Stored data entries:
Content starts

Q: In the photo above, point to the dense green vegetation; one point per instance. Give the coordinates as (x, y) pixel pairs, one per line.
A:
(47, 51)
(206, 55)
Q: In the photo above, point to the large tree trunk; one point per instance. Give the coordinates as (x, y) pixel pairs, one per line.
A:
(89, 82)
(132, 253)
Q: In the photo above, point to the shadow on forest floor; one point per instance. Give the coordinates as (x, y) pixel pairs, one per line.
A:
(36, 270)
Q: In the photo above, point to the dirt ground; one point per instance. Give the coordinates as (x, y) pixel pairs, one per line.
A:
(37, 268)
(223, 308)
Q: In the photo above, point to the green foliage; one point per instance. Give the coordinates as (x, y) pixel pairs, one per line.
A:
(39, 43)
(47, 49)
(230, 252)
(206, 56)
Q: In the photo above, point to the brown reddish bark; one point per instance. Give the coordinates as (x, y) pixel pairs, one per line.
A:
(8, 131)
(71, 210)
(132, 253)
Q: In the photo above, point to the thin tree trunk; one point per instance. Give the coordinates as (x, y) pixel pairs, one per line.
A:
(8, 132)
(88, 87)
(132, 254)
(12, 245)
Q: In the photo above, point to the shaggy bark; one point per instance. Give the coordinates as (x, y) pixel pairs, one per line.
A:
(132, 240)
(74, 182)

Content ends
Content starts

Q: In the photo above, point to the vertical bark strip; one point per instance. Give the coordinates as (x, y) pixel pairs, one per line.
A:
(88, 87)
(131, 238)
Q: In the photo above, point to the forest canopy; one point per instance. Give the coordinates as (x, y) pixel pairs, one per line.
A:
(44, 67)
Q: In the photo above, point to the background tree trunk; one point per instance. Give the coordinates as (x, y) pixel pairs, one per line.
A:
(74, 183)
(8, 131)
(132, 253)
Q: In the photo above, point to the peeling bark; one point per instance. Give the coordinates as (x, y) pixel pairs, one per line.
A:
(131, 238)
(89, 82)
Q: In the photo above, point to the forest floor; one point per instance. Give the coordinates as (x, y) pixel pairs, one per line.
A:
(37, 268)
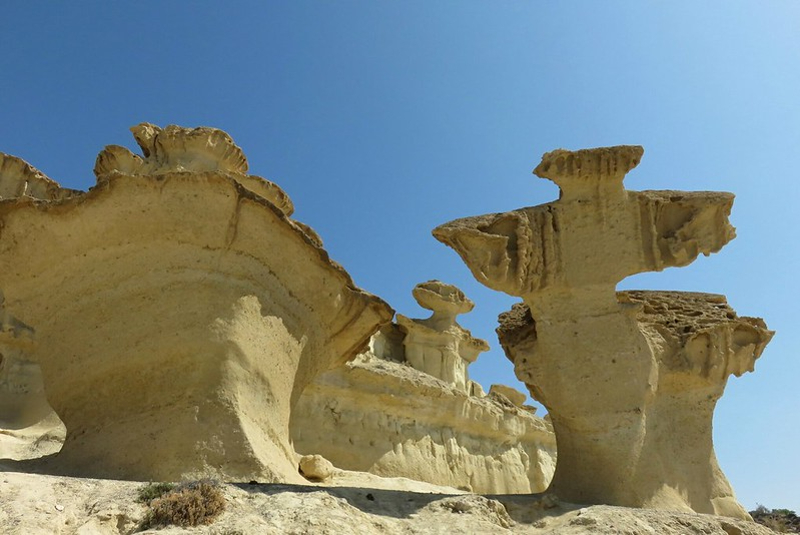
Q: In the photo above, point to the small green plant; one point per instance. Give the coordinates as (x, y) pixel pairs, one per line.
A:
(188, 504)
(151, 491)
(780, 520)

Content ends

◆ About this exercise
For the records above, how many lines contain the word "trunk"? Reply with the number only.

◆ Reply
3